Dataset excerpt:
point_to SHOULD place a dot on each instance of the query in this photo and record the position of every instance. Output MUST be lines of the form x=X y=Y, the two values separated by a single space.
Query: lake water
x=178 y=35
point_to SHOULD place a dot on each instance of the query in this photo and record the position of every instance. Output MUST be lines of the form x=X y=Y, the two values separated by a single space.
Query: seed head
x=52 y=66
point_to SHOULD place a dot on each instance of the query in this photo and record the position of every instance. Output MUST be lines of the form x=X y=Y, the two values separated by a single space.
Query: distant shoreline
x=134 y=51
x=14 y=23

...

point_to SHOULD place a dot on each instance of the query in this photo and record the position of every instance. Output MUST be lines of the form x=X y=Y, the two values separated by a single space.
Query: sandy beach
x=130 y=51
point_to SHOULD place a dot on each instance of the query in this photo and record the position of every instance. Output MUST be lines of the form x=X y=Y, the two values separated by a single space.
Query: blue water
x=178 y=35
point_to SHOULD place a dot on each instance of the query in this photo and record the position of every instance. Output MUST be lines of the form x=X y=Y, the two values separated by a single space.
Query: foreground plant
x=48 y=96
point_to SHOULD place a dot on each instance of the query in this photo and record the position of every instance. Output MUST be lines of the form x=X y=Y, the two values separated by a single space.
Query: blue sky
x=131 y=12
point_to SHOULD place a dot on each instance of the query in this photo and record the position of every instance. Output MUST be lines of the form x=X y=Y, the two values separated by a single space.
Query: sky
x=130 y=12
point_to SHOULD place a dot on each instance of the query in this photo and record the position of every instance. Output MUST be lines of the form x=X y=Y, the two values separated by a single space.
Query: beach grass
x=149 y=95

Problem to solve :: Extract each line from the rows above that contains the string "beach", copying every such line in full.

Finished task ::
Query: sandy beach
Query: beach grass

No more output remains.